[Task requirements] Can you identify every line in the material that contains the string "blue" and copy each of those lines out in full? Case counts.

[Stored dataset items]
** BEGIN **

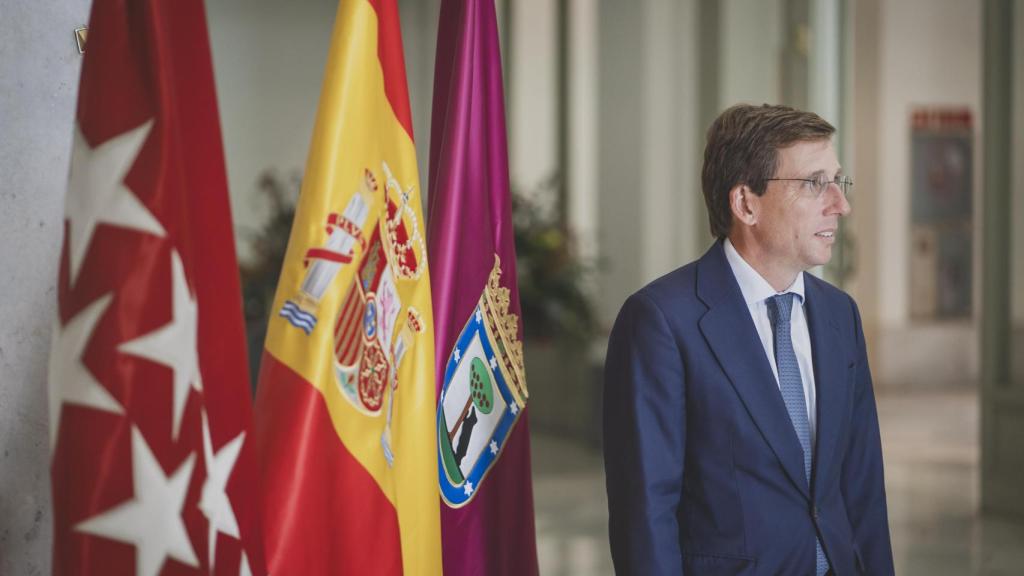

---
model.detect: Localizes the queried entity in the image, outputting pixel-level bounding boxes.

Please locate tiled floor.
[532,390,1024,576]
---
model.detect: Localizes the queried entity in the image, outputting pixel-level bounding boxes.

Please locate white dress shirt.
[725,239,817,438]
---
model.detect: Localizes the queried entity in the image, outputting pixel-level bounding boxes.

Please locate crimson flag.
[49,0,265,576]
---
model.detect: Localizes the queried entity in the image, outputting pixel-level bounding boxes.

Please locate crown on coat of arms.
[481,254,529,406]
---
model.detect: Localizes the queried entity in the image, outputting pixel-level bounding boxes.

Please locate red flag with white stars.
[49,0,266,576]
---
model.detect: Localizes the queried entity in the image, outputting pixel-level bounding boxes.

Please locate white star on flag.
[199,411,246,566]
[75,426,200,576]
[47,294,124,455]
[118,250,203,440]
[65,120,166,286]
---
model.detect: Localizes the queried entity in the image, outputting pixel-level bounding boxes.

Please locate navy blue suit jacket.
[604,242,893,576]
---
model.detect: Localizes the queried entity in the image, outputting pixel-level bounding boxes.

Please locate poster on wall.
[909,108,974,320]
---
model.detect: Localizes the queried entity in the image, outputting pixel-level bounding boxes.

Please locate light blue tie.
[767,292,828,576]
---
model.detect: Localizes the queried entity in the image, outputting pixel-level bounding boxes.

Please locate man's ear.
[729,184,761,227]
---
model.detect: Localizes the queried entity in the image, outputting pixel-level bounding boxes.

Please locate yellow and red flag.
[256,0,441,574]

** END **

[Answer to this problem]
Please locate navy blue suit jacket.
Please locate light blue tie.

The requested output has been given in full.